## Start

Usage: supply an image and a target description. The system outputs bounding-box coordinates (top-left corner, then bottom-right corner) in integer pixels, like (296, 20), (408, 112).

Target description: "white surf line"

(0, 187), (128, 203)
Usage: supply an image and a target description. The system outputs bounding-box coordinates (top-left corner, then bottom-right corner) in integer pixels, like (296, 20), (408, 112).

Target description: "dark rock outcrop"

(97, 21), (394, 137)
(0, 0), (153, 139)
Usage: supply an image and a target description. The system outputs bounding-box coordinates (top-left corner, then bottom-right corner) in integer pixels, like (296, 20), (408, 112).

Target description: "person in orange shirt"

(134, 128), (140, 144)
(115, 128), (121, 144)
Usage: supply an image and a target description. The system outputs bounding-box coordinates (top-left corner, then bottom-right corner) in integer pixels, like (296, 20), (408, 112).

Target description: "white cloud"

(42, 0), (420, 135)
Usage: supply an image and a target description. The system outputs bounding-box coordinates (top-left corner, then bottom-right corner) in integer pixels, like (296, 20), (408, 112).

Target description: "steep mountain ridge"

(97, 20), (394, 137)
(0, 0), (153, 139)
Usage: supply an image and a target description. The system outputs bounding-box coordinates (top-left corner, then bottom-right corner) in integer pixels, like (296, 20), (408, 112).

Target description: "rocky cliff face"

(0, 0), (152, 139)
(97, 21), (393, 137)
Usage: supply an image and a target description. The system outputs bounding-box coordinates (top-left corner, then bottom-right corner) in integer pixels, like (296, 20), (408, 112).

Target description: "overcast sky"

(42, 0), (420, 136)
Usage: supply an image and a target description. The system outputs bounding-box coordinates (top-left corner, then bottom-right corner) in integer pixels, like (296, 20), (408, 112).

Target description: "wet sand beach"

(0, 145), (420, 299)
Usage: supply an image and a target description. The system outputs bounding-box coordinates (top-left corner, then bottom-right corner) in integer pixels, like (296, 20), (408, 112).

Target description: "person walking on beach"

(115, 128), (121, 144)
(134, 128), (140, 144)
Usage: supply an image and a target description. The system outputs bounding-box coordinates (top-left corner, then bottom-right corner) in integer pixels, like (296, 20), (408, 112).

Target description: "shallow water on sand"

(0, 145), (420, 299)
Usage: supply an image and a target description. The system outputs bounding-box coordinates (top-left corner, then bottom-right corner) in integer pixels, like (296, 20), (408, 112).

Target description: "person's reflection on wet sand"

## End

*REQUIRED TASK:*
Can you copy out all of the data above line for line, without changing a single character?

*ANSWER IN FULL:*
Usage: supply an image and a target description. The system outputs bounding-box coordinates (top-left corner, then bottom-right corner) in integer pixels, like (296, 20), (408, 112).

Target description: "white surf line"

(0, 187), (128, 203)
Usage: supply an image and a target description. The system outputs bounding-box coordinates (top-left corner, then bottom-right corner) in integer pixels, like (296, 20), (408, 112).

Target description: "dark rock outcrop"

(97, 21), (394, 137)
(0, 0), (153, 139)
Usage: supply an image and a target description. The system outputs bounding-box coordinates (top-left corner, then bottom-right corner) in integer pixels, like (296, 20), (408, 112).

Target description: "person in orange shirt"

(134, 128), (140, 144)
(115, 128), (121, 144)
Usage: supply an image and a target description. The system outputs bounding-box coordinates (top-left corner, then bottom-right corner) in integer pixels, like (296, 20), (408, 112).

Target description: "white cloud"

(42, 0), (420, 135)
Usage: supply an image and a target description. The system outputs bounding-box coordinates (top-left corner, then bottom-right corner) in integer pixels, like (296, 20), (408, 112).

Target description: "steep mountain ridge"

(97, 20), (394, 137)
(0, 0), (153, 139)
Usage: supply an image and a target description. The system outputs bounding-box coordinates (top-left corner, then bottom-right corner) in integer pixels, like (296, 20), (408, 112).

Target description: "rocky cliff face"

(0, 0), (152, 139)
(97, 21), (393, 137)
Usage: supply an image and a target description. The system outputs bounding-box coordinates (top-left corner, then bottom-right corner) in integer pixels, like (296, 20), (408, 112).

Target description: "overcast sky"

(42, 0), (420, 136)
Usage: supply an image and a target description. The system outputs bounding-box coordinates (top-left corner, then bottom-right corner) in integer pixels, like (296, 20), (408, 112).

Target description: "wet sand beach"

(0, 145), (420, 299)
Usage: supply an image and a target description. The system outputs bounding-box coordinates (top-left corner, then bottom-right corner) in integer pixels, like (296, 20), (408, 112).

Target description: "person walking on beach"

(115, 128), (121, 144)
(134, 128), (140, 144)
Usage: supply an image and a target description. The system outputs bounding-box coordinates (top-left corner, then bottom-right corner) in integer pixels, like (296, 20), (408, 112).

Target description: "shallow water on sand"

(0, 145), (420, 299)
Usage: supply an image and a target description. The system outputs bounding-box coordinates (top-left corner, then bottom-right corner) in integer pixels, like (296, 20), (408, 112).

Target description: "person's reflection on wet sand"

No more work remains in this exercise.